DATA FOR ANALYSIS
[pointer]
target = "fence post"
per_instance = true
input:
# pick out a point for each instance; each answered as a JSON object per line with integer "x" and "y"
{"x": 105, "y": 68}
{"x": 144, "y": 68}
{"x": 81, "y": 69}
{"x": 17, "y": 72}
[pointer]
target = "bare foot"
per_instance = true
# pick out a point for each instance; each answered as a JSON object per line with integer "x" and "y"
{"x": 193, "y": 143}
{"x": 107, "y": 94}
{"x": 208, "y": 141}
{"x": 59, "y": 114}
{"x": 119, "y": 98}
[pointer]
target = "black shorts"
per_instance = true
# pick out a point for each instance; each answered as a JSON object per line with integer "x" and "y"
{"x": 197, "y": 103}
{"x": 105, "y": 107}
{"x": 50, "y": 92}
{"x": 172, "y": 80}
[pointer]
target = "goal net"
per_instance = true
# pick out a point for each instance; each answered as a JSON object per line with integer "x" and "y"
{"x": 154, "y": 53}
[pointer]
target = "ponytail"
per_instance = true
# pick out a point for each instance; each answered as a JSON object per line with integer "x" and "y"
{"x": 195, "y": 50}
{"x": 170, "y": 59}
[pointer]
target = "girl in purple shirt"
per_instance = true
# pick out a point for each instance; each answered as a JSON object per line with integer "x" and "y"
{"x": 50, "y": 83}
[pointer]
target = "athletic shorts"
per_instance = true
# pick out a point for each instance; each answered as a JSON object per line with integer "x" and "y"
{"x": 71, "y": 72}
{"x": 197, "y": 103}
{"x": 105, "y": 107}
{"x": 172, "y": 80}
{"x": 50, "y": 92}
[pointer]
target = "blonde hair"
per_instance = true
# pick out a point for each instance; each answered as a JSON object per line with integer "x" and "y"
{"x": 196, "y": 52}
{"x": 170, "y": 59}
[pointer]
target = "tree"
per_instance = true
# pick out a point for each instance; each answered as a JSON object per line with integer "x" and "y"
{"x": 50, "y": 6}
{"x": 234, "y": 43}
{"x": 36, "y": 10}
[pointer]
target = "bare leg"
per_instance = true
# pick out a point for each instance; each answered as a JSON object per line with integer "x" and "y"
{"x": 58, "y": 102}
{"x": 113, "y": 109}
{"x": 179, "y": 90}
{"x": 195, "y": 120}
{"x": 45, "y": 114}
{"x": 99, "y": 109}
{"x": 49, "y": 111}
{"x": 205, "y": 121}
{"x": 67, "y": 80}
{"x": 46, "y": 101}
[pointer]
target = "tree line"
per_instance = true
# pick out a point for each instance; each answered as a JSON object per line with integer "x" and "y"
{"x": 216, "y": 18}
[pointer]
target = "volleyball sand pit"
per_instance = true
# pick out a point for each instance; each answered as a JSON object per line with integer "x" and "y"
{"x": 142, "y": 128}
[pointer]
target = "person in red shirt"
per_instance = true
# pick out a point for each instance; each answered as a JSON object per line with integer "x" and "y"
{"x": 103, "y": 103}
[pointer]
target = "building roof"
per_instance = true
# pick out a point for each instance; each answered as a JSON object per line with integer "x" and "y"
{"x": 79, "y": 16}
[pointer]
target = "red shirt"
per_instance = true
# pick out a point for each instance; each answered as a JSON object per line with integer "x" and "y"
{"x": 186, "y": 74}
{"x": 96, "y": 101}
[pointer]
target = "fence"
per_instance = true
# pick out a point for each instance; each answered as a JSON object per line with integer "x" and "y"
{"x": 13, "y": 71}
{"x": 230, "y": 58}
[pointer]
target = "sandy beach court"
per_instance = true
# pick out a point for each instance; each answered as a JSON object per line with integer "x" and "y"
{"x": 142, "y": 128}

EXERCISE REQUIREMENTS
Output every entry exactly.

RESPONSE
[pointer]
target = "fence post"
per_instance = true
input:
# pick out a point for each instance; each answered as a JSON object per line with integer "x" and "y"
{"x": 105, "y": 68}
{"x": 144, "y": 68}
{"x": 81, "y": 69}
{"x": 17, "y": 72}
[pointer]
target = "bare foot"
per_instance = true
# pick out a point for each instance; each answered as a JSON object per line with integer "x" and "y"
{"x": 193, "y": 143}
{"x": 107, "y": 94}
{"x": 208, "y": 141}
{"x": 59, "y": 114}
{"x": 119, "y": 98}
[pointer]
target = "black shorts"
per_instance = true
# pick out a point for each instance; each answered as a JSON object per line with integer "x" and "y"
{"x": 197, "y": 103}
{"x": 105, "y": 107}
{"x": 50, "y": 92}
{"x": 172, "y": 80}
[pointer]
target = "goal net"
per_instance = true
# pick out a point for each instance; each answered as a JSON object per line with integer "x" and "y"
{"x": 154, "y": 53}
[pointer]
target = "ponytail"
per_instance = true
# pick out a point for each instance; each answered as a JSON object per line with integer "x" and "y"
{"x": 195, "y": 50}
{"x": 170, "y": 59}
[pointer]
target = "girl in purple shirt"
per_instance = true
# pick out a point for each instance; each answered as a JSON object per line with integer "x" and "y"
{"x": 50, "y": 83}
[pointer]
target = "athletic shorts"
per_instance = true
# pick out a point for each instance; each answered as a JSON object per line with integer "x" and "y"
{"x": 71, "y": 72}
{"x": 197, "y": 103}
{"x": 105, "y": 107}
{"x": 172, "y": 80}
{"x": 50, "y": 92}
[pointer]
target = "blonde hair"
per_instance = true
# pick out a point for each instance; each answered as a JSON object per line with integer "x" and "y"
{"x": 196, "y": 52}
{"x": 170, "y": 59}
[pointer]
target = "tree"
per_instance = true
# pick out a point for each instance; each answered as a JSON object per line with integer "x" and "y"
{"x": 50, "y": 6}
{"x": 234, "y": 43}
{"x": 36, "y": 10}
[pointer]
target = "bare leg"
per_instance = true
# pick out a point for each instance; each answered as a JSON object per line with integer "x" and "y"
{"x": 58, "y": 102}
{"x": 113, "y": 109}
{"x": 179, "y": 90}
{"x": 195, "y": 120}
{"x": 45, "y": 114}
{"x": 99, "y": 109}
{"x": 49, "y": 111}
{"x": 205, "y": 121}
{"x": 67, "y": 80}
{"x": 46, "y": 101}
[pointer]
target = "tree line"
per_instance = true
# pick out a point for each instance; each answered as a JSON object per line with integer "x" and "y"
{"x": 216, "y": 18}
[pointer]
target = "volleyball sand pit"
per_instance = true
# pick out a point for each instance; each answered as a JSON object per line with integer "x" and "y"
{"x": 142, "y": 128}
[pointer]
target = "person in red shirt"
per_instance = true
# pick out a point for each instance; each answered as a JSON object per line with integer "x" and "y"
{"x": 103, "y": 103}
[pointer]
target = "building roof"
per_instance = true
# pick out a point for each instance; each answered as a JSON object per line with integer "x" and "y"
{"x": 79, "y": 16}
[pointer]
target = "red shirt"
per_instance = true
# pick out a point for each instance; each answered as a JSON object per line with integer "x" and "y"
{"x": 186, "y": 74}
{"x": 96, "y": 101}
[pointer]
target = "fence"
per_instance = true
# pick out a point for each instance; each answered as a JSON object per line with integer "x" and "y"
{"x": 13, "y": 71}
{"x": 230, "y": 58}
[pointer]
target = "sandy beach court"
per_instance = true
# pick out a point for each instance; each answered as a JSON object per line with integer "x" and "y"
{"x": 142, "y": 128}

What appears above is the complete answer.